Natural-language object grounding data
********

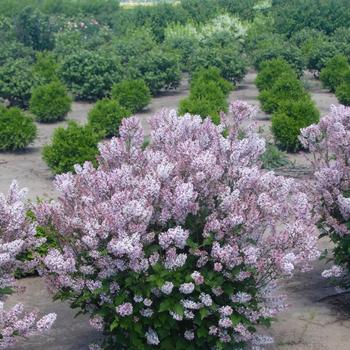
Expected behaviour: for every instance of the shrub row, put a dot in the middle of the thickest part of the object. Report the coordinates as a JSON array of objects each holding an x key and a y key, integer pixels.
[
  {"x": 283, "y": 95},
  {"x": 336, "y": 77},
  {"x": 208, "y": 94}
]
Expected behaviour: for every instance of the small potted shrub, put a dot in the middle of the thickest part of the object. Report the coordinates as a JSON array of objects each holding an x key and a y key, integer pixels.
[
  {"x": 343, "y": 90},
  {"x": 286, "y": 87},
  {"x": 106, "y": 117},
  {"x": 72, "y": 145},
  {"x": 290, "y": 117},
  {"x": 270, "y": 71},
  {"x": 132, "y": 94},
  {"x": 50, "y": 102},
  {"x": 17, "y": 130},
  {"x": 333, "y": 74}
]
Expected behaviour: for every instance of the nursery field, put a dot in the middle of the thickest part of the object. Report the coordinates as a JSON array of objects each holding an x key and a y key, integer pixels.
[{"x": 174, "y": 175}]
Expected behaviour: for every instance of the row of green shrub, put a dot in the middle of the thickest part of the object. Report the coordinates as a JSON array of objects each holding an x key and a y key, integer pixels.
[
  {"x": 283, "y": 95},
  {"x": 208, "y": 94},
  {"x": 336, "y": 77},
  {"x": 50, "y": 102}
]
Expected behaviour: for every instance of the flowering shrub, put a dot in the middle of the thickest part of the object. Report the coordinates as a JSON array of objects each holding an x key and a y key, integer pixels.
[
  {"x": 17, "y": 234},
  {"x": 177, "y": 244},
  {"x": 329, "y": 143}
]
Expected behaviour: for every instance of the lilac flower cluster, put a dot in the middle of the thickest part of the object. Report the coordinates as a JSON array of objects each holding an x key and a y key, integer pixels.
[
  {"x": 189, "y": 228},
  {"x": 329, "y": 142},
  {"x": 17, "y": 235}
]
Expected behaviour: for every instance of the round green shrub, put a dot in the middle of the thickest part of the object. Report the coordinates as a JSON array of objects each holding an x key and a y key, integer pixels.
[
  {"x": 90, "y": 75},
  {"x": 343, "y": 90},
  {"x": 228, "y": 60},
  {"x": 291, "y": 116},
  {"x": 72, "y": 145},
  {"x": 270, "y": 71},
  {"x": 278, "y": 47},
  {"x": 206, "y": 99},
  {"x": 333, "y": 74},
  {"x": 159, "y": 69},
  {"x": 106, "y": 117},
  {"x": 16, "y": 81},
  {"x": 50, "y": 102},
  {"x": 132, "y": 94},
  {"x": 17, "y": 130},
  {"x": 211, "y": 74},
  {"x": 287, "y": 87}
]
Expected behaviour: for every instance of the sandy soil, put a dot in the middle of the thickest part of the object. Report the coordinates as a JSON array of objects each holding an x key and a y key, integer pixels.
[
  {"x": 313, "y": 321},
  {"x": 27, "y": 166}
]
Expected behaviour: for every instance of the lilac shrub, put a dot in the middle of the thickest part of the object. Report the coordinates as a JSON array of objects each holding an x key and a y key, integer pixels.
[
  {"x": 329, "y": 142},
  {"x": 17, "y": 235},
  {"x": 178, "y": 244}
]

********

__Work order__.
Could you restate each record word for word, keeping the pictures out?

__Reply to the task__.
Expected behaviour: for every instance of the shrub row, put a dot in the middle of the thickest part of the object. Report the coordinates as a JSON array of objects each holding an x key and a y key, integer pixels.
[
  {"x": 283, "y": 95},
  {"x": 336, "y": 77},
  {"x": 208, "y": 94}
]
Expected behaviour: for every instance of the small potted shrub, put a dot in the middle of the thickest part of the object. Report the coordinates as a JSON array of objects each holding an x key and a y key, integer pixels.
[
  {"x": 343, "y": 90},
  {"x": 286, "y": 87},
  {"x": 106, "y": 117},
  {"x": 72, "y": 145},
  {"x": 290, "y": 117},
  {"x": 270, "y": 71},
  {"x": 132, "y": 94},
  {"x": 50, "y": 102},
  {"x": 17, "y": 130},
  {"x": 333, "y": 74}
]
Expected behaviour: for every instance of the nursery field, put a dot in the middle of the thickest part of the object. Report the coordinates as a JSON array of objects each holding an x key and a y key, integer pixels.
[{"x": 174, "y": 175}]
Expected behaviour: for every instance of the row of green shrub, put a dot in the middle of the thickest part of the object. Report the coordinates as a JSON array of objects each holding an x key and a y key, integer pixels.
[
  {"x": 283, "y": 95},
  {"x": 208, "y": 94},
  {"x": 336, "y": 77},
  {"x": 50, "y": 102}
]
Expected behaviour: for every instance of the flowering shrub, put a dot in the middle of the thickest part of the object. Report the coordinates as a JSON array of objects each holding an x key and a y key, integer pixels.
[
  {"x": 17, "y": 234},
  {"x": 177, "y": 244},
  {"x": 329, "y": 143}
]
Expected behaviour: for every instance of the lilac flower cluster, put a dot in the middle of the thickest part of the object. Report the coordinates as a JSON array of objects each holding an x key and a y key, integer pixels.
[
  {"x": 189, "y": 228},
  {"x": 329, "y": 142},
  {"x": 17, "y": 235}
]
Expected behaviour: for every instance of the round green shrub, put a dot in the middle of the thickest part of the object. Report the coordinates as a JSON array of objects each holding an x key and a y key, integer pixels.
[
  {"x": 90, "y": 75},
  {"x": 343, "y": 90},
  {"x": 228, "y": 60},
  {"x": 291, "y": 116},
  {"x": 72, "y": 145},
  {"x": 270, "y": 71},
  {"x": 278, "y": 47},
  {"x": 206, "y": 99},
  {"x": 333, "y": 74},
  {"x": 159, "y": 69},
  {"x": 106, "y": 117},
  {"x": 16, "y": 81},
  {"x": 50, "y": 102},
  {"x": 132, "y": 94},
  {"x": 17, "y": 130},
  {"x": 211, "y": 74},
  {"x": 287, "y": 87}
]
Expected behaviour: for every instance of the sandy soil, put a dot in the middle of the thickest part of the object. Report the coordinates as a JSON array of objects each holding an x key and a y key, integer pixels.
[
  {"x": 313, "y": 321},
  {"x": 27, "y": 166}
]
Expected behaviour: for every instance of the lilac shrub, put a dot in the middle of the thickest part of the object. Report the coordinates as a JSON array of objects each holding an x key and a y key, integer pixels.
[
  {"x": 329, "y": 142},
  {"x": 17, "y": 235},
  {"x": 178, "y": 244}
]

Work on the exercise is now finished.